Extracted information:
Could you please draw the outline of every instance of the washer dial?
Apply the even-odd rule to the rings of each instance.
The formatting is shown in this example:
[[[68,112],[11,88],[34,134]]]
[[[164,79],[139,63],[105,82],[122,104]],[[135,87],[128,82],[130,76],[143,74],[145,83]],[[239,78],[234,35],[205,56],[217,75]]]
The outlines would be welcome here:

What you have to do: Copy every line of the records above without changing a single character.

Response to the task:
Could you please draw the outline of every instance of the washer dial?
Apply the even-odd rule to the rings of each instance.
The formatting is shown in this example:
[[[68,112],[11,88],[34,134]]]
[[[164,79],[139,63],[105,82],[122,104]],[[135,87],[128,82],[130,76],[143,74],[145,83]],[[239,78],[234,35],[205,56],[217,75]]]
The outlines would be welcome here:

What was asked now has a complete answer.